Dataset entries
◆ ◆ ◆ ◆ ◆

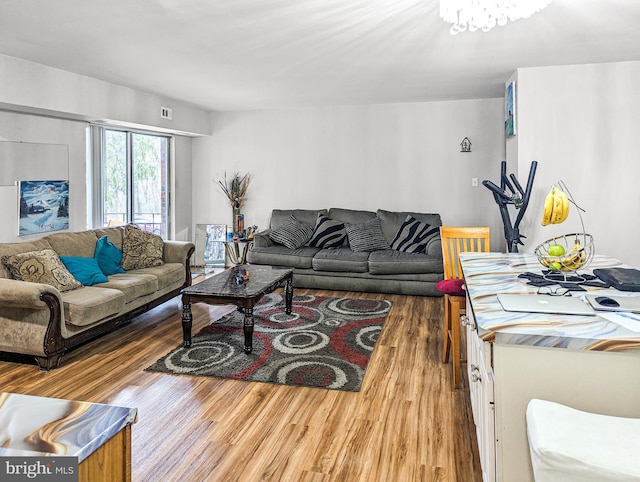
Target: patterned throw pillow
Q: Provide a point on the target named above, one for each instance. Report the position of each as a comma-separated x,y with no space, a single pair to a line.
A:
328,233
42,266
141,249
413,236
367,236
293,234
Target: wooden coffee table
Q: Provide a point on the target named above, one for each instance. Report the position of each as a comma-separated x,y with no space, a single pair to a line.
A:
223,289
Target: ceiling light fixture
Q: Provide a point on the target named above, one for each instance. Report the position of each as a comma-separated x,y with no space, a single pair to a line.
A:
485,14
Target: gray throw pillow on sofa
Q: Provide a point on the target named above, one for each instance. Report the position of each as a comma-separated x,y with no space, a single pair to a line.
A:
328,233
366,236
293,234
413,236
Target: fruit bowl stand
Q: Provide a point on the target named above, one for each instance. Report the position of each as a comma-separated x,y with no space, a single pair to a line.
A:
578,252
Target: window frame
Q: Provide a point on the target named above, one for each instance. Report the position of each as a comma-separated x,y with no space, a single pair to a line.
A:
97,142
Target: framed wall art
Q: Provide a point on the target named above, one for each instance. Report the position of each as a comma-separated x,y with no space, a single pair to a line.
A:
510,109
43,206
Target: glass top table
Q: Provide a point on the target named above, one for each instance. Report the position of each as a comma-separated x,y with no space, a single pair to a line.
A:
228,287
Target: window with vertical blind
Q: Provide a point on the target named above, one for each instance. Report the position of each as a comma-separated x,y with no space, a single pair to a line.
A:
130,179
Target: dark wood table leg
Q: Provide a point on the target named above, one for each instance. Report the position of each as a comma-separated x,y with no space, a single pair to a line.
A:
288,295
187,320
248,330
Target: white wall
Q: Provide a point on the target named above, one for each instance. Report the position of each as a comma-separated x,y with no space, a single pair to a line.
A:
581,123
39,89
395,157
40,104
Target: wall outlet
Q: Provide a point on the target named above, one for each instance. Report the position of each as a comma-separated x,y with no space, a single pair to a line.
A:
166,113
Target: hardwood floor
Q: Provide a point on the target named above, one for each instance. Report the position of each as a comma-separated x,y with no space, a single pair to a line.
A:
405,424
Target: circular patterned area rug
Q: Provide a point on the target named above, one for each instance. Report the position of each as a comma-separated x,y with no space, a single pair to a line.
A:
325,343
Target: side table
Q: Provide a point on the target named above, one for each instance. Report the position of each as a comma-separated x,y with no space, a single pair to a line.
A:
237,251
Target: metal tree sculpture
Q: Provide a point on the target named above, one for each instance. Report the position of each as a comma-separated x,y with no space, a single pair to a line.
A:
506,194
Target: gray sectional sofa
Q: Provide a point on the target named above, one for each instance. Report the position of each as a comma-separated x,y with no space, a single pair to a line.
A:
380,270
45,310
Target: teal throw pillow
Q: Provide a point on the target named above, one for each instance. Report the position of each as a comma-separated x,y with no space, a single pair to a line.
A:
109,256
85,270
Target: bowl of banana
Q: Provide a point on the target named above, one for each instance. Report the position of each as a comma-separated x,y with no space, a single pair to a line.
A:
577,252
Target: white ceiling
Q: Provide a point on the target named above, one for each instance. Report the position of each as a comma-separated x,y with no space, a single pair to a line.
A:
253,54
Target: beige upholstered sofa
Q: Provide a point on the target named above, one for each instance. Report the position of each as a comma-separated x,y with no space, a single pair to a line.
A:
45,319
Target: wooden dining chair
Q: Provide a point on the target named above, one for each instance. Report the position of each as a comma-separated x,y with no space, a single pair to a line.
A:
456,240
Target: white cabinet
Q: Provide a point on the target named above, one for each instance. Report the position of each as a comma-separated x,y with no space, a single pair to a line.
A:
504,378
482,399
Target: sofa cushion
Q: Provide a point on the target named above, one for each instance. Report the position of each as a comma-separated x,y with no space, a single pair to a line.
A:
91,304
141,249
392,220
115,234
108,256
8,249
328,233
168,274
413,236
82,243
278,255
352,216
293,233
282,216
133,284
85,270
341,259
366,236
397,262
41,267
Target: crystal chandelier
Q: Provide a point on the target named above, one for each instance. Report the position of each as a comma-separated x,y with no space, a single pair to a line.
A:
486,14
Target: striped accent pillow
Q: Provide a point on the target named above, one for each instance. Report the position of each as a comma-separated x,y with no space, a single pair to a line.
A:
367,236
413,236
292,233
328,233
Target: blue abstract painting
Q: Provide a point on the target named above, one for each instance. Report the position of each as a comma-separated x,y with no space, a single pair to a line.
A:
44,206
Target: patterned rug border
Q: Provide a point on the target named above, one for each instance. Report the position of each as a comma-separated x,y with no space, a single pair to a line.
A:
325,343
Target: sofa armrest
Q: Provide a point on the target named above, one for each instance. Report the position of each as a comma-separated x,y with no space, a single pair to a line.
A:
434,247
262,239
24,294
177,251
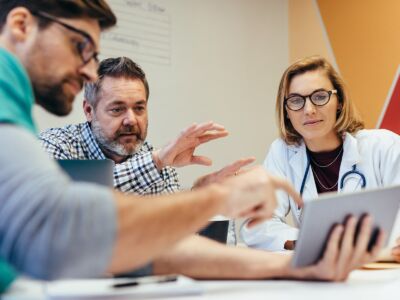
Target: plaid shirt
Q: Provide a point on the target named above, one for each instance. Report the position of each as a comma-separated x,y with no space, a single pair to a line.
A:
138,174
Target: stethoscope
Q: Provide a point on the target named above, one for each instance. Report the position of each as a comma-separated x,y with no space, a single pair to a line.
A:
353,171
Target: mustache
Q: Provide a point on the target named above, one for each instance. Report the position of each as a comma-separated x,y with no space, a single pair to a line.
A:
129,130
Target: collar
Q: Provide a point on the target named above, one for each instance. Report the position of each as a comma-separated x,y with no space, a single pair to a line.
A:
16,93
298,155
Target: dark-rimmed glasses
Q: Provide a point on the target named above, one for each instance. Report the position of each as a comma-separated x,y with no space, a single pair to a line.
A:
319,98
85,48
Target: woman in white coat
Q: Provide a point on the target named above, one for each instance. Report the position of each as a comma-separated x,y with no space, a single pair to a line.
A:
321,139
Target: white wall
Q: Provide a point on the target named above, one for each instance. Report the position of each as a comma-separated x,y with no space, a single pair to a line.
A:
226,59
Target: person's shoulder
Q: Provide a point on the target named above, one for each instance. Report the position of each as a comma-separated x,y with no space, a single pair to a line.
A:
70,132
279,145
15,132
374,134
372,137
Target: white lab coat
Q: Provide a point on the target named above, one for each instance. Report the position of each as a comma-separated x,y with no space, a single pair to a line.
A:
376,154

◆ ◆ ◆ ◆ ◆

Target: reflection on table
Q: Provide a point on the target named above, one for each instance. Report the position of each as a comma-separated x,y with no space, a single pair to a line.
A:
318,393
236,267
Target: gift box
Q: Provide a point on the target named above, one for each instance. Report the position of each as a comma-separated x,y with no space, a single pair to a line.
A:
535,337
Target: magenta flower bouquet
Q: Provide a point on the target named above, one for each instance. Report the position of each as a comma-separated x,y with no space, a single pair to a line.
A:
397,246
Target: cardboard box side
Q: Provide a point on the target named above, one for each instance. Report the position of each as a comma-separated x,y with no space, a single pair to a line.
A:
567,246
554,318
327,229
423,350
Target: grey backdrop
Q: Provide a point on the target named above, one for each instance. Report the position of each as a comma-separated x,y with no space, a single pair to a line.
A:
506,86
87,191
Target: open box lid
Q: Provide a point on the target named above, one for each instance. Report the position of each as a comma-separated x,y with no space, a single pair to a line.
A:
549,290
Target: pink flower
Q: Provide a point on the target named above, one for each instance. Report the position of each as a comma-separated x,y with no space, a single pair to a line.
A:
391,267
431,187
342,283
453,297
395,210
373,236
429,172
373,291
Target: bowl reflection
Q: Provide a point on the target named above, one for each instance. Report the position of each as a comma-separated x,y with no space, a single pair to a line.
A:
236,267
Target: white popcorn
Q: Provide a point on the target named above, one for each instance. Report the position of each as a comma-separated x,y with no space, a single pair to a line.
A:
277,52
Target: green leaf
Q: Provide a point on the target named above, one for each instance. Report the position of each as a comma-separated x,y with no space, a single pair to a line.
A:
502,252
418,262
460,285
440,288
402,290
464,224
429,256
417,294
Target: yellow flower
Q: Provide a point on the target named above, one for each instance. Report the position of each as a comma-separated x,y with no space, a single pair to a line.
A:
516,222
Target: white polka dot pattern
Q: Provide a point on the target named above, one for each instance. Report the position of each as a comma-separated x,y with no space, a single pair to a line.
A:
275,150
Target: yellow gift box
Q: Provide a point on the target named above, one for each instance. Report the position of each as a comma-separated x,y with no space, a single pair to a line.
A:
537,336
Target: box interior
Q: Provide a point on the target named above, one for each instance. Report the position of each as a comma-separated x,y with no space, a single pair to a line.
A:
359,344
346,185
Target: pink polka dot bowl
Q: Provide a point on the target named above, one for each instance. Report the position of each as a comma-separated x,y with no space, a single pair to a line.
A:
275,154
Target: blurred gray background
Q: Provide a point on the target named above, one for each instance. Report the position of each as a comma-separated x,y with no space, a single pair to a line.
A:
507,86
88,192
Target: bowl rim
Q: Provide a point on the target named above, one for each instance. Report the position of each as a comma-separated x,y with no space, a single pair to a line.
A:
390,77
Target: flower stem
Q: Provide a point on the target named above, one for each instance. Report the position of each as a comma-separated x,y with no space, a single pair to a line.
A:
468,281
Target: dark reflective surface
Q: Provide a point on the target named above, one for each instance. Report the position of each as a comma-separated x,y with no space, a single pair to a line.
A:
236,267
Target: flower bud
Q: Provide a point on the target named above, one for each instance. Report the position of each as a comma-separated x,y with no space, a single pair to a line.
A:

◆ ◆ ◆ ◆ ◆

Work request: All the lines that hold the word "gift" must appear in the answer, copied from the records.

Exercise response:
Target: gift box
Target: yellow gift box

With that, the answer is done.